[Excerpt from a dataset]
------------------------------

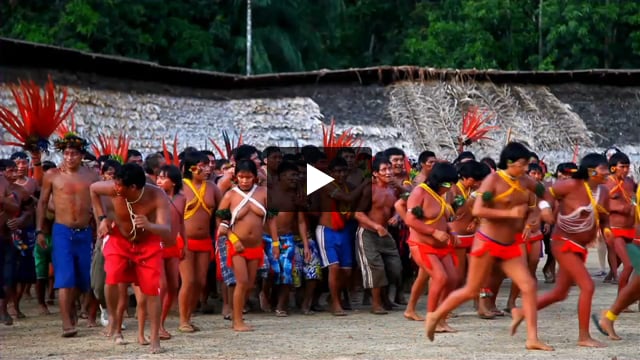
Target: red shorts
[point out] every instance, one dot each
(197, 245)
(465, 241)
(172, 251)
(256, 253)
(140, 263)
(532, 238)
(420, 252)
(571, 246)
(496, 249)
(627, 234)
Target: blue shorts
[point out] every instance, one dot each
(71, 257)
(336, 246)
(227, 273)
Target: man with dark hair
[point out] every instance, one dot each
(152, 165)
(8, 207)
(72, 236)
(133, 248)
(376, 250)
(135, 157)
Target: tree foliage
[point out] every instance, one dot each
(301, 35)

------------------------------

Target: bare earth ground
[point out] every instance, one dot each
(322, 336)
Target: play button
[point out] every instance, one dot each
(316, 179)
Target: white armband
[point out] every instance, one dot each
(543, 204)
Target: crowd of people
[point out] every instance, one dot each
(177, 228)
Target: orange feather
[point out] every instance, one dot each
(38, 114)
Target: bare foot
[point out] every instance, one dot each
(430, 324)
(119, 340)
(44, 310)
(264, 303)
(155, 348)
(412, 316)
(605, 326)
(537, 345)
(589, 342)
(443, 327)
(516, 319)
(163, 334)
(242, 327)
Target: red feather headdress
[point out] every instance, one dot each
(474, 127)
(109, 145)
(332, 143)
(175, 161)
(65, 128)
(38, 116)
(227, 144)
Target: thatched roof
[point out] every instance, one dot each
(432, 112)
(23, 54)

------------------------------

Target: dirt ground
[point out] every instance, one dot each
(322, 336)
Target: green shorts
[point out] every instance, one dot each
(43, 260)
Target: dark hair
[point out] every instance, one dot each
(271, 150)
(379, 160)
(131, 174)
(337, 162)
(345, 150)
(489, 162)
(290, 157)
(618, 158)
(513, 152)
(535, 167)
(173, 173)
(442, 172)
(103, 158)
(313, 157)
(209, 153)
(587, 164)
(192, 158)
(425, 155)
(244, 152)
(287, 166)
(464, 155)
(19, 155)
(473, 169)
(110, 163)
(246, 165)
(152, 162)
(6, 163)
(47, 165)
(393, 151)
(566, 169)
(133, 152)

------------------------------

**Exercise instructions**
Report every line of the material above that contains the word "dark", copying each line in full. Case counts.

**Solution to the exercise**
Target: man with dark hair
Target: dark hair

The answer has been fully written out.